Akrita Reyar It was a dark, stormy night….. Before the line even scrawls into our ears, we all automatically huddle around the fire after supper to hear an expectedly gripping story. The inauguration is so ingrained in us as to indicate a juicy tale, that we take the beginning nearly as granted. And if the mood of the weather outside our warm hearths is anywhere close to the imagery that is built at the onset of the fable, then better still.
Imagine the wind howling outside and hearing huge drops splat hard on our window panes. Lightning streaks intermittently making us start before the thunder of a rumbling cloud. The bluster screaming through the crevasses and nooks of our safe havens and a huge deluge sliding down like a torrent on the ivy laden facades of our homes. How we relish a story on a night like this! Our romance with the rain opens up several possibilities for a plot. The girl next door could suddenly become femme fatale when drenched to the skin, ghosts can suddenly appear in front of that lonely rider asking for a lift, an escaped convict could knock on a stranger’s door, and that little girl would tuck in tightly beneath her sheets and hide her face in the pillow lest the ghoulish outdoor invades her secure room.
Nobody can bring out such a scene better than the celebrated Jane Austen in her lesser known ‘Northanger Abbey’: “Darkness impenetrable and immovable filled the room. A violent gust of wind, rising with sudden fury, added fresh horror to the moment. Catherine trembled from head to foot. In the pause which succeeded, a sound like receding footsteps and the closing of a distant door struck on her affrighted ear. Human nature could support no more. A cold sweat stood on her forehead, the manuscript fell from her hand, and groping her way to the bed, she jumped hastily in, and sought some suspension of agony by creeping far underneath the clothes.”

Records of position annotations:
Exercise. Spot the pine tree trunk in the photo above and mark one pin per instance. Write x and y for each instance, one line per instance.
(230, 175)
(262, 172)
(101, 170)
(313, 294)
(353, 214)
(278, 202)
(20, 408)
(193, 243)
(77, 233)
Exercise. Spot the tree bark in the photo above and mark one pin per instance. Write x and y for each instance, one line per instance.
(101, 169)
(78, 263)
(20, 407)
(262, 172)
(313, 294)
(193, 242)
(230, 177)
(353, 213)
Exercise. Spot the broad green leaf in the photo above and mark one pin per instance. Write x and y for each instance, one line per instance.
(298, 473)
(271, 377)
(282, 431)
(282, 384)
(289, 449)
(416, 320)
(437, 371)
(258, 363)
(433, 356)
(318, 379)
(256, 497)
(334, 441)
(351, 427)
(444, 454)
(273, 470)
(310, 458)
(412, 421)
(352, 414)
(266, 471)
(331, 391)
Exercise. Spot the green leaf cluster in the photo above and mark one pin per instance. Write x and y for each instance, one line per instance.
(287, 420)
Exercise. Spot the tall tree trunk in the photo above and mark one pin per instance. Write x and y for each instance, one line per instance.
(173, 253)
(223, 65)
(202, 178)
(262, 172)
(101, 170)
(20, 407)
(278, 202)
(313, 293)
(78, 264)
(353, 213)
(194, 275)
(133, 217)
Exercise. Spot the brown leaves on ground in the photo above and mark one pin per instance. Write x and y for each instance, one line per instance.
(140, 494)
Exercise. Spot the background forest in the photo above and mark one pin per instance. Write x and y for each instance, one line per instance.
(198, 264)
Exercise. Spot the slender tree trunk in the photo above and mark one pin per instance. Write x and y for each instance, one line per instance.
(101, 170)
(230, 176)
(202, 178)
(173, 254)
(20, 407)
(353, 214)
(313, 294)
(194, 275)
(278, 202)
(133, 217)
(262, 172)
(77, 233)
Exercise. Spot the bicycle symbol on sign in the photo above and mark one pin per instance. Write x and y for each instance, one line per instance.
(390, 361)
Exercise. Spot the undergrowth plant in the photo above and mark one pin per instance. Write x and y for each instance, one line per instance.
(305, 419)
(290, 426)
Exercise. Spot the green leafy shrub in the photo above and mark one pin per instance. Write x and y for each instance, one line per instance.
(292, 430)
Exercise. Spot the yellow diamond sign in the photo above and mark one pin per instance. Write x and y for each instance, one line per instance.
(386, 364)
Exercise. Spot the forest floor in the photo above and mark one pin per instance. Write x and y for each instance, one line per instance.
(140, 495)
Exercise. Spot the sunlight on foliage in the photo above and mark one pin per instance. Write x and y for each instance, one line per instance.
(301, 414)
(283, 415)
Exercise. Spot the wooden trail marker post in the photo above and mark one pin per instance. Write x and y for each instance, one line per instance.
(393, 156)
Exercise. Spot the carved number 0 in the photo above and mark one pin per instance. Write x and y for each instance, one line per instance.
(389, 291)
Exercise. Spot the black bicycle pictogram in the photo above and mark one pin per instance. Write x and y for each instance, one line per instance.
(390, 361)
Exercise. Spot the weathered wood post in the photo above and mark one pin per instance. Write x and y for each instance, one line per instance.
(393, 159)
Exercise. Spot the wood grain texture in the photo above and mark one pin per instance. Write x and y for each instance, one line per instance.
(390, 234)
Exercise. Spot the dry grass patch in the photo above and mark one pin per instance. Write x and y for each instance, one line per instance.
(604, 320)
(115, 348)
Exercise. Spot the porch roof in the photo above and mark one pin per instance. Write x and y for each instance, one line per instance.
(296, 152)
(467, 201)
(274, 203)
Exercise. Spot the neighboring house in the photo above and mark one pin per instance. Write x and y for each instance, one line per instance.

PROBLEM: Please retype the passage of the stormy-night essay from "Akrita Reyar It" to "then better still." with no changes. Work only from the stormy-night essay.

COMPLETE OUTPUT:
Akrita Reyar It was a dark, stormy night….. Before the line even scrawls into our ears, we all automatically huddle around the fire after supper to hear an expectedly gripping story. The inauguration is so ingrained in us as to indicate a juicy tale, that we take the beginning nearly as granted. And if the mood of the weather outside our warm hearths is anywhere close to the imagery that is built at the onset of the fable, then better still.